YOUR INSTRUCTIONS » Write the data below out exactly as it stands. Do not include the pictures.

[Source records]
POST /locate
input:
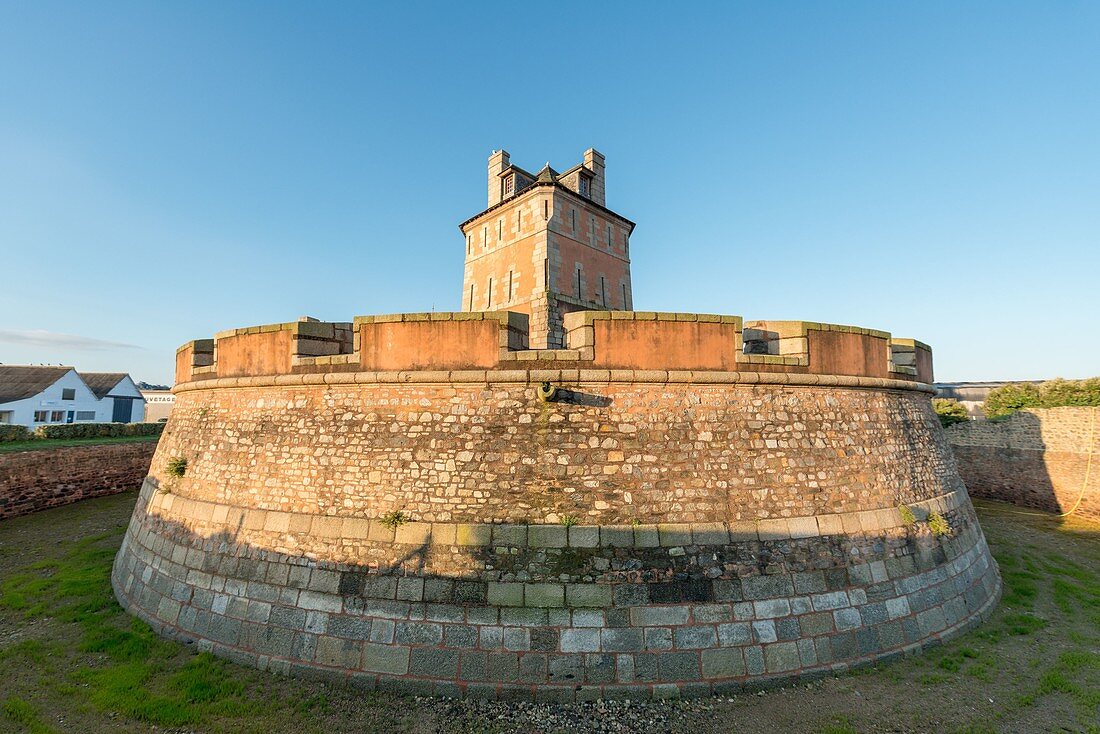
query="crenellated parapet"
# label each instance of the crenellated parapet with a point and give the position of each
(642, 341)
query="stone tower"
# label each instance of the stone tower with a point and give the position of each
(547, 245)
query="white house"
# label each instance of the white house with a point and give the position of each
(33, 396)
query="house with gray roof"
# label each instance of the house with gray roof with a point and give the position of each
(36, 395)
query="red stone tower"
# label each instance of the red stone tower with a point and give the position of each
(547, 245)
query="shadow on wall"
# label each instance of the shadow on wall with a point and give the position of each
(404, 623)
(1038, 458)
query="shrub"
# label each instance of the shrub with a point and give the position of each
(176, 467)
(98, 429)
(1052, 394)
(949, 411)
(14, 434)
(394, 518)
(938, 524)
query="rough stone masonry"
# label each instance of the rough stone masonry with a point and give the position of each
(668, 504)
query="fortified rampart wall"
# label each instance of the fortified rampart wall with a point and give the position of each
(596, 340)
(1044, 458)
(45, 478)
(701, 505)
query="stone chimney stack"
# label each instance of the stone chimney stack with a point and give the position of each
(594, 161)
(497, 162)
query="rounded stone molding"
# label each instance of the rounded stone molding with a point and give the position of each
(648, 534)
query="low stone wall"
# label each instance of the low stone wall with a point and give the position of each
(41, 479)
(1036, 458)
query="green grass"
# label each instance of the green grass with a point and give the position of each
(41, 444)
(20, 712)
(129, 670)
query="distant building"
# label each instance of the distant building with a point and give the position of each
(35, 395)
(157, 404)
(971, 395)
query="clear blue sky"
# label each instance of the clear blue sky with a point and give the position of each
(173, 170)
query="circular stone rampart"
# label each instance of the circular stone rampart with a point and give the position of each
(644, 533)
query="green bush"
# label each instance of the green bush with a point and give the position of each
(98, 429)
(949, 411)
(938, 525)
(14, 434)
(1053, 394)
(392, 519)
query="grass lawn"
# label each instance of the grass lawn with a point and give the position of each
(57, 442)
(72, 660)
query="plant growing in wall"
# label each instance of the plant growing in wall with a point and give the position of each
(393, 518)
(938, 525)
(176, 467)
(949, 411)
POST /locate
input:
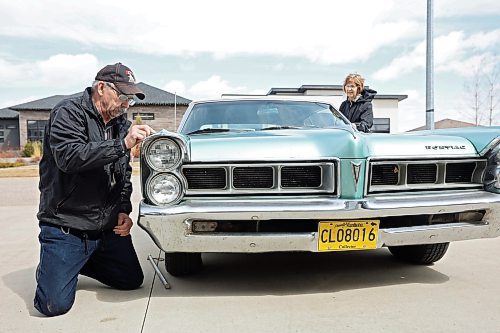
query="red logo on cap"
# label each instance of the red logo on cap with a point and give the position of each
(130, 75)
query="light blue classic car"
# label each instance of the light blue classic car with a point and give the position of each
(266, 175)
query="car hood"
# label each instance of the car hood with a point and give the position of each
(314, 144)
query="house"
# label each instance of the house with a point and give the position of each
(26, 122)
(385, 107)
(446, 123)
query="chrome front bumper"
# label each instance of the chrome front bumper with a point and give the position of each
(170, 227)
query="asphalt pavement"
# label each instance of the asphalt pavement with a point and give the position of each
(365, 291)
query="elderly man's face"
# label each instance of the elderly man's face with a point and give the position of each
(111, 105)
(351, 90)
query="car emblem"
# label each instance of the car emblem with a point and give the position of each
(355, 173)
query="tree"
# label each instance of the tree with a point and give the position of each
(482, 92)
(492, 82)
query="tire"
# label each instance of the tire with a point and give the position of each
(182, 263)
(424, 254)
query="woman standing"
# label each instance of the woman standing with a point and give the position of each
(358, 105)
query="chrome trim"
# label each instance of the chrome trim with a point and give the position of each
(329, 178)
(402, 186)
(159, 174)
(169, 227)
(491, 146)
(355, 173)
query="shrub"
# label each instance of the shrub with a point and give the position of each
(10, 164)
(28, 149)
(32, 149)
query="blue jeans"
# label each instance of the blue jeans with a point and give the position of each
(110, 259)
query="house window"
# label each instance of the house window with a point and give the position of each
(381, 125)
(36, 129)
(143, 115)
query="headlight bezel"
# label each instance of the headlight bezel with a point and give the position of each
(170, 142)
(492, 173)
(152, 181)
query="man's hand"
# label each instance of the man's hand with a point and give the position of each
(124, 225)
(137, 134)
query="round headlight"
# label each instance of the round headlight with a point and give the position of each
(164, 189)
(163, 154)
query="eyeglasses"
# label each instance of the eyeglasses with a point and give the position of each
(122, 97)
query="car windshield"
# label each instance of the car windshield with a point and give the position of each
(251, 115)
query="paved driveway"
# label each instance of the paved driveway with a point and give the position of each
(278, 292)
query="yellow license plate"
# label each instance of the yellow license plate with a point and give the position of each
(347, 235)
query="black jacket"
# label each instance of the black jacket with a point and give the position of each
(360, 112)
(84, 177)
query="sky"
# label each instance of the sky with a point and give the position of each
(202, 49)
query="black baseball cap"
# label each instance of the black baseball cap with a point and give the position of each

FULL ANSWER »
POST /locate
input:
query="crenellated parapet"
# label each instance of the crenellated parapet with a point and give the position of each
(642, 341)
query="stone tower"
# label each instance of the stone tower with a point and give the position of each
(547, 245)
query="white house"
# label each instance of the white house with a point and give the position of each
(33, 396)
query="house with gray roof"
# label each instance of the house with gray roof with a point and give the position of each
(36, 395)
query="red stone tower"
# label each instance of the red stone tower with a point and give the position of each
(547, 245)
query="shadow on wall"
# label each instance of the shadow on wall with a point and give the position of each
(404, 623)
(1038, 458)
query="shrub"
# label each instance of the shrub with a point and give the position of each
(176, 467)
(98, 429)
(1052, 394)
(949, 411)
(14, 434)
(394, 518)
(938, 524)
query="rough stone masonry"
# label each instance of the rough stone masonry with a point and give the position of each
(668, 504)
query="fortified rampart wall"
# label each instance of the fortified rampart wall with a point and give the position of each
(596, 340)
(1044, 458)
(45, 478)
(701, 505)
query="stone chimney stack"
# label each instance of the stone chimney stack with a point and give the position of each
(594, 161)
(497, 162)
query="rounded stone molding"
# label each instance of the rounded stone molding with a point and give the position of each
(648, 534)
query="low stone wall"
# label each instance of the low stone wall with a point and give the position of each
(41, 479)
(1036, 458)
query="green grass"
# label each instance of the green grass with a point and give the position of each
(41, 444)
(20, 712)
(129, 670)
query="distant building"
# label each instance of the distant building with a point and give the position of each
(35, 395)
(157, 404)
(971, 395)
query="clear blue sky"
# label each instance of the clear blue sky with a point and give the position of each
(173, 170)
query="circular stone rampart"
# label each instance of the circular stone rampart with a point and give the position of each
(644, 533)
query="green bush"
# label each instance of the green bush with a point and give the position of each
(98, 429)
(949, 411)
(938, 525)
(14, 434)
(1053, 394)
(392, 519)
query="grass lawn"
# label each instance of the grass lawn with a point and give the position of each
(57, 442)
(72, 660)
query="plant growing in wall"
# label each instance of the plant growing in wall with a point and give the position of each
(393, 518)
(938, 525)
(176, 467)
(949, 411)
POST /locate
input:
query="red logo on cap"
# label each instance of the red logo on cap with a point and give the position of each
(130, 75)
query="light blue classic car"
# label each instance of the light blue classic car with a point and give the position of each
(266, 175)
query="car hood"
# label each instance of the car hood with a point and give the position of each
(314, 144)
query="house"
# label each instance of the house with a point and give the position of each
(26, 122)
(385, 107)
(446, 123)
query="chrome front bumper"
# label each instance of the chrome front bumper with a point and give the position of each
(170, 227)
query="asphalt pavement"
# label each instance of the asphalt pavement with a point and give the position of each
(365, 291)
query="elderly man's face"
# label each instance of the elderly man's face with a point and give the position of each
(111, 105)
(351, 90)
query="car emblem"
# label each instance of the car emblem with a point and give the position of each
(355, 173)
query="tree"
# label each instance of the tree with a point and give the position of each
(482, 92)
(492, 82)
query="tire"
# label each instance of the tire with a point and give the position of each
(182, 263)
(424, 254)
query="woman standing"
# label each instance of the woman standing with a point and give the position of each
(358, 105)
query="chrome trim"
# label each instance of the chrome trim with a point and give the position of each
(329, 178)
(402, 186)
(159, 174)
(169, 227)
(491, 146)
(355, 173)
query="shrub"
# label each instance of the shrub with a point and give the position of each
(10, 164)
(28, 149)
(32, 149)
query="blue jeans"
# label each instance of the blue jeans with a point and give the position of each
(110, 259)
query="house window"
# label each instance of the house window with a point and give the position of each
(381, 125)
(36, 129)
(143, 115)
query="headlight bezel"
# label each instance of the headlight bezel with a point and give the position of each
(170, 142)
(492, 173)
(152, 181)
query="man's hand"
# label each instance of the man's hand with a point and give the position of each
(124, 225)
(137, 134)
query="round headlight"
# label each instance of the round headlight with a point and give the position of each
(164, 189)
(163, 154)
query="eyeglasses"
# label each instance of the eyeglasses with a point and give the position of each
(122, 97)
query="car windshield"
# label each instance of the car windshield with a point and give the position of each
(251, 115)
query="paved driveway"
# label each instance of the paved driveway with a point and give the position of each
(278, 292)
query="yellow license plate"
# label each instance of the yellow license plate with a point and give the position of each
(347, 235)
query="black jacket"
# label each instance of the black jacket with a point and give the position of each
(360, 112)
(84, 177)
query="sky"
# label each instance of the sky with a point and give the position of each
(202, 49)
query="black baseball cap"
# label each instance of the black baseball cap with a point and give the position of each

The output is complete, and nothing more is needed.